- **PROVIDED PASSAGE**:
....

But it doesn’t end there. The owner needs to take certain steps (listed in the post) and the association needs to act differently in the future (for the reasons in the post).
TAKEAWAY: Owners and associations need to know their rights (and obligations) – and consultation with a community association lawyer is always a good idea.
In the post on Thursday 3/30/2023 we had Q&A: Should condo or HOA board members accept gifts (including holiday food baskets)? Some states have laws related to this issue. Sample statutory language is in the post. And there might be excep-tions (such as those noted in the post). Even if it’s a small token, it still might give the appearance of impropriety. Board members need to be careful not to act so as to breach their fiduciary duty.
TAKEAWAY: Know what state law and the association’s governing documents provide as to giving and accepting gifts; get competent legal advice.
The post on Friday 3/31/2023 alerted us that DOL provided new FMLA resources for workers impacted by cancer. When an employee is diagnosed with cancer, employers are often concerned with how to best support the individual throughout treatment. Employees and employers need to know their rights and responsibilities when it comes to medical leave, job duties and other employment issues. So DOL’s Wage and Hour Division recently released new resources – and more as noted in the post. The purpose of the new resources is to point out how involved parties can make use of their rights under the Family and Medical Leave Act (FMLA). The resources include a fact sheet on FMLA leave and when cancer meets FMLA criteria; an overview of workplace protections for individuals living with or impacted by cancer; talking points for employees related to taking time off for cancer-related leave; and more.
TAKEAWAY: Cancer is but one situation where employers need to know the FMLA; discuss situations with an employment lawyer to ensure you fulfill your legal obligations to employees.
Finally, in the post yesterday 4/1/2023, we learned what to include – and not include – in a termination letter. No, this was NOT an April Fool’s Day joke but something everyone should take seriously. Despite best intentions and attempts, there may come a time when employment must end involuntarily, whether as a result of an employee’s policy violations, misconduct, or subpar performance. Even if not required by law or (collective bargaining or other) contract, there should be something in writing notifying the employee that the work relationship is being terminated, and the wording of that writing can be oh so important. It might make an employee who would otherwise lean to litigation think twice … or not act. If there is an agreement, then the content of the termination letter should track the agreement as discussed in the post.
So what should be in the letter? First, whatever it contains should be professional, clear and accurate. It might (the post says “should” but this author differs and suggests that this piece is something to discuss with an employment lawyer) include the reason for separation and the other things noted in the policy. If the termination is part of a policy that has various steps, it should list the other steps already taken. There are financial items (listed in the post) that are always good to include. The letter should absolutely include a reminder of any confidentiality agreement or other restrictive covenants that continue to apply post-termination. Should the employee sign the letter? See the post.
And what should NOT be in the termination letter? Nothing pointing to discrimination or retaliation. Not too much detail. Perhaps not the reason for separation – see pre-ceding paragraph and the post. Nothing unprofessional and no references to anything illegal (see the post). An example of how including the latter type of language can make an employer liable is in the post.
TAKEAWAY: It might seem like a simple thing, but the termination letter will be evidence in any future lawsuits, so employers should prepare it in such a way as to be legally and factually correct and, hopefully, head off any such suit.

....

- **TASK BRIEF**:
Please answer these from the provided passage:
(a) On what date was the post about condo or HOA board members accepting gifts?
(b) Which part of DOL released the new FMLA resources for workers impacted by cancer?
(c) What does the passage say a termination letter should absolutely include?

- **DATA PROVIDED**:
....

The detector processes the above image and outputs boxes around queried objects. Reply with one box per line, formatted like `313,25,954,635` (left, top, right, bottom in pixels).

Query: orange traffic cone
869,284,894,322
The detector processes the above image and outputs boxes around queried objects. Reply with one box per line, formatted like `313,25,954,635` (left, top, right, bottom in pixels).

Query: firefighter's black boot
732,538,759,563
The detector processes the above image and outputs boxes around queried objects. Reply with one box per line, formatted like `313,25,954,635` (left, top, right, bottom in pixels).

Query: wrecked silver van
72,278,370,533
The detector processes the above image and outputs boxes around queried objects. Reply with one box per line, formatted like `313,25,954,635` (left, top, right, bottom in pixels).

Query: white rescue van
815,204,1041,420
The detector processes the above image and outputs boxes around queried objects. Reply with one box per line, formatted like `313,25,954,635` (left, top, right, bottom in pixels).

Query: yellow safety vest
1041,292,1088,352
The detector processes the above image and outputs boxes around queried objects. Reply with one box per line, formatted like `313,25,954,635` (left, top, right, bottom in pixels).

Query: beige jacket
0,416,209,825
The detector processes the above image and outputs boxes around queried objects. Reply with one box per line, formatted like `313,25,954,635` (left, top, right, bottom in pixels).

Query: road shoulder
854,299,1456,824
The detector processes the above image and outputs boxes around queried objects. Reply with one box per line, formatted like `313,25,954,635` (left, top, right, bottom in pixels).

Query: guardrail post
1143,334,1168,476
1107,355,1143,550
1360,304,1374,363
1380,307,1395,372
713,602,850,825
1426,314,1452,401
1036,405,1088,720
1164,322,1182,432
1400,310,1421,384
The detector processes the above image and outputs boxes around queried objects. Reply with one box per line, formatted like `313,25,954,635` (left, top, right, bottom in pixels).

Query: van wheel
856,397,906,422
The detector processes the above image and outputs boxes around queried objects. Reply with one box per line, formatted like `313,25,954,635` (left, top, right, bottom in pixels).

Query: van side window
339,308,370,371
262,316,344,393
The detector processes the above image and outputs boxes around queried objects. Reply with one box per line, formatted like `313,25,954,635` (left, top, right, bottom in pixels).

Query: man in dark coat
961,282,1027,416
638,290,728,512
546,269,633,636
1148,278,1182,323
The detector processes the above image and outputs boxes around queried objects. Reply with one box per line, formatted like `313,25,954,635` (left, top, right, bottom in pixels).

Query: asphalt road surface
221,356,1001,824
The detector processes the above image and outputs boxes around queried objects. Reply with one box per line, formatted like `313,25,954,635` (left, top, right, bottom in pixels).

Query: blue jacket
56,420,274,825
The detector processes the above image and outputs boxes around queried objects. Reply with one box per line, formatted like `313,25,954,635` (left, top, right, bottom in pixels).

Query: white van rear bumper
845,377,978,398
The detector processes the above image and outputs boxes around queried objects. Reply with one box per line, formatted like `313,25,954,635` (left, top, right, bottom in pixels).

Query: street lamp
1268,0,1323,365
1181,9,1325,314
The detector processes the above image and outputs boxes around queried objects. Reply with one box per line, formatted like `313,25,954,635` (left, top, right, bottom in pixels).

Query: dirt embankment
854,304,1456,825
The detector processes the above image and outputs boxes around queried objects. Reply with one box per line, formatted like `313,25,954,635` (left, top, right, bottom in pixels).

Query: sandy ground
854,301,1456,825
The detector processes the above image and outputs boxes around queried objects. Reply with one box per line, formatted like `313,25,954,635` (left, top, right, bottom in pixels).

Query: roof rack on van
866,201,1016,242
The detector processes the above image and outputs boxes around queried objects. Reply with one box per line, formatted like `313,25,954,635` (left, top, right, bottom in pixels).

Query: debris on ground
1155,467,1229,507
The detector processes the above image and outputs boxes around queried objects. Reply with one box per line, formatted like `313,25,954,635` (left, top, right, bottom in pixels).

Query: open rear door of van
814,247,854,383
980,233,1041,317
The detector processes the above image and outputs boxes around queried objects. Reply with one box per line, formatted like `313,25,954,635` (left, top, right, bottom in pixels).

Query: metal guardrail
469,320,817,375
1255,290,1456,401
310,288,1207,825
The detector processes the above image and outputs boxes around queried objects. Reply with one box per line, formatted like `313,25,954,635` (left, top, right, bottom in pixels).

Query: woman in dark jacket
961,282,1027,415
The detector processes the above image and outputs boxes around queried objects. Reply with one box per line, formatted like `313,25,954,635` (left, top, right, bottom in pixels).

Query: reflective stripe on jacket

....

- **SOLVED PROBLEM**:
(a) Thursday 3/30/2023
(b) DOL's Wage and Hour Division
(c) A reminder of any confidentiality agreement or other restrictive covenants that continue to apply post-termination